Lanjutkan cerita tentang orang tua siswa yang datang memprotes karena anaknya dituduh mencuri, mulai setelah kalimat terakhir yang ada.

* [Kutipan Teks]
####
KABAR SEBAR
#Tantangangurusiana
Mulut memang sumber berita yang handal, baik itu sengaja atau tidak.
Orangtua siswa datang padaku tanpa diundang. Dengan nada marah mereka menggugat.
"Saya tidak terima, Bu! Anak saya dikatain maling. Di rumah segalanya tersedia!"
Aku mencoba mendengar dengan tenang. Meski wali murid di depanku bicara dengan mata melotot dan tangan bergerak kian kemari. Gerakannya keras dan patah-patah. Badannya bahkan hanya duduk separuh kursi dengan tubuh condong ke arahku.
"Ibu tahu darimana, ya? Apa Okta bercerira?"
"Awalnya tidak niat cerita. Hanya murung doang. Terus saya tanya, terus menjawab kalau dia ditunduh mencuri oleh temannya. Sekelas!"
"Sekelas yang menuduhnya, atau teman sekelas?" tanyaku memastikan. Sejenak wanita itu tampak bingung.
####
* [Kumpulan Data]
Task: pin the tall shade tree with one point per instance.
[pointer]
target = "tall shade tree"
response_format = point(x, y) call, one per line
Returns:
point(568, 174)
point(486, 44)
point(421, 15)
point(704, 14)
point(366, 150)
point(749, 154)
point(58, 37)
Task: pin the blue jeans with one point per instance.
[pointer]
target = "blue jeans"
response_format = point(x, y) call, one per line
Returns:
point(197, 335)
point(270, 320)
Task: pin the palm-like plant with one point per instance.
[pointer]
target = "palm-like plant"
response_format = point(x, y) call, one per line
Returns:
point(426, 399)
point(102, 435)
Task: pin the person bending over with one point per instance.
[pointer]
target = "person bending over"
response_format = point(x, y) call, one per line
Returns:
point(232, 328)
####
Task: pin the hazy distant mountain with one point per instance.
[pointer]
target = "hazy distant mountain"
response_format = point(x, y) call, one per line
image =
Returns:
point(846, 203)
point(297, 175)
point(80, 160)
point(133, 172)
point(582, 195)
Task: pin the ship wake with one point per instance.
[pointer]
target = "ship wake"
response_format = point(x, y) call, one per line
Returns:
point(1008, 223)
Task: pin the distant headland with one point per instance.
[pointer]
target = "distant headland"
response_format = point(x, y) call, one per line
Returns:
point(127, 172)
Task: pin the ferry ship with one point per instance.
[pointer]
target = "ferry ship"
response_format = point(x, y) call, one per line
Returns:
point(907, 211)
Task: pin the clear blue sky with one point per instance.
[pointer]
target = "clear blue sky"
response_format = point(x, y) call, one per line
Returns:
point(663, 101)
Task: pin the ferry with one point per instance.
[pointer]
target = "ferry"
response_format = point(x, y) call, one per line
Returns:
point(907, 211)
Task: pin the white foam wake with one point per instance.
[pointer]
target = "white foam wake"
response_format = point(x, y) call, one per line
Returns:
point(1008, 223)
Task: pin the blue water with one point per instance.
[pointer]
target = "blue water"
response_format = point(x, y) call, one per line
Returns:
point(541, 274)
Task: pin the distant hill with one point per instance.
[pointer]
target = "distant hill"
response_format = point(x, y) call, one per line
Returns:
####
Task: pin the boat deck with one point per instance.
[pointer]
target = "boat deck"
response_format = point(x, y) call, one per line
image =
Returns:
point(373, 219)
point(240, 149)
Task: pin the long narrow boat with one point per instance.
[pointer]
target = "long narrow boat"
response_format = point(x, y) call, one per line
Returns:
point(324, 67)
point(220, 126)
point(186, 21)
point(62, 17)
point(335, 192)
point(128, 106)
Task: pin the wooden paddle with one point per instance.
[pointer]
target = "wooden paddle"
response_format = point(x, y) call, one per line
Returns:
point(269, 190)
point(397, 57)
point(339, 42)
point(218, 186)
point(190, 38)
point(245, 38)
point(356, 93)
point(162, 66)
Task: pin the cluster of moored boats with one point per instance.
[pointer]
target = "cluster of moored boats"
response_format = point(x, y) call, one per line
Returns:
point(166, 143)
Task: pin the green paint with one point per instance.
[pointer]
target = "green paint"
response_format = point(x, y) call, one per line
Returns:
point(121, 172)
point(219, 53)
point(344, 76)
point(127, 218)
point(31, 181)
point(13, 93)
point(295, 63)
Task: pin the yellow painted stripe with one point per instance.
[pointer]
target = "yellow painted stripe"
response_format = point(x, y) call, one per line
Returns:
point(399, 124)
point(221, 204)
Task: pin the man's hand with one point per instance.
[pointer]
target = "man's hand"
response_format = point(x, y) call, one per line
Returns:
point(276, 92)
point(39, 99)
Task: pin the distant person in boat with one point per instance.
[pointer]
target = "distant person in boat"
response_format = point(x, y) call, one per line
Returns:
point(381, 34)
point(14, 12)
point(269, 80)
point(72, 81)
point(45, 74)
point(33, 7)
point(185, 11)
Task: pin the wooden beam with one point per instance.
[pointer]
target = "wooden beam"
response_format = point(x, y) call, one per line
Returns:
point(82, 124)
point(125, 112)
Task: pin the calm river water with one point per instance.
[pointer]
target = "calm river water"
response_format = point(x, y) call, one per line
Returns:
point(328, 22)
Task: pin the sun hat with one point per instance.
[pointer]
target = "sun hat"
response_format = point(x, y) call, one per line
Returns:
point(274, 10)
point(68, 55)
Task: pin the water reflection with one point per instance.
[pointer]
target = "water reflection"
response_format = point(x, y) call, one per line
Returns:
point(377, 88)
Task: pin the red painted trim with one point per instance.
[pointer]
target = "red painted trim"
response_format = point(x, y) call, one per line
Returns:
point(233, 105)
####
* [Hasil]
"Teman sekelas. Iya! Sekelas!" jawabnya mantap.
"Dalam satu kelas ada 34 siswa, Bu. Bisa disebutkan nama-nama teman sekelasnya?"
Sejenak ibu itu kembali terdiam. Beberapa saat kemudian bola matanya melirik ke kiri atas, tanda orang sedang berfikir.
Tak berapa lama dia menyebut nama 3-4 siswa dan selanjutnya merasa kesulitan mengingatnya. Sejurus menatapku putus asa.
"Saya lupa, Bu. Tapi memang dia sebut satu kelas,"
"Saya hanya ingin memastikan, Bu. Karena satu kelas itu banyak. Benarkah semua berkata begitu?"
"Boleh dipanggil, Bu, anak saya?" selanya mencari penguat.
Sejenak aku mempertimbangkan. Aku tidak menyukai teknik konfrontasi yang seringkali membuat siswa malah ketakutan.
"Apakah Okta tahu Ibu datang ke sekolah? Dan bersedia dipanggil ke ruang BK bersama orangtuanya?"
"Iya, Bu!"
Karena kulihat kedua orangtua demikian ngototnya, aku mengabulkan. Kuminta bantuan mereka untuk men chat. Sedang aku menghubungi ketua kelas sebagai penekanannya.
Saat Okta datang, wajahnya tampak tidak nyaman. Senyumnya kaku menyapaku. Saat dia salim, kurasa tangannya agak basah dan dingin.
Begitu Okta duduk diantara kami, sang Ibu lansung mendorongnya dengan keras untuk bercerita.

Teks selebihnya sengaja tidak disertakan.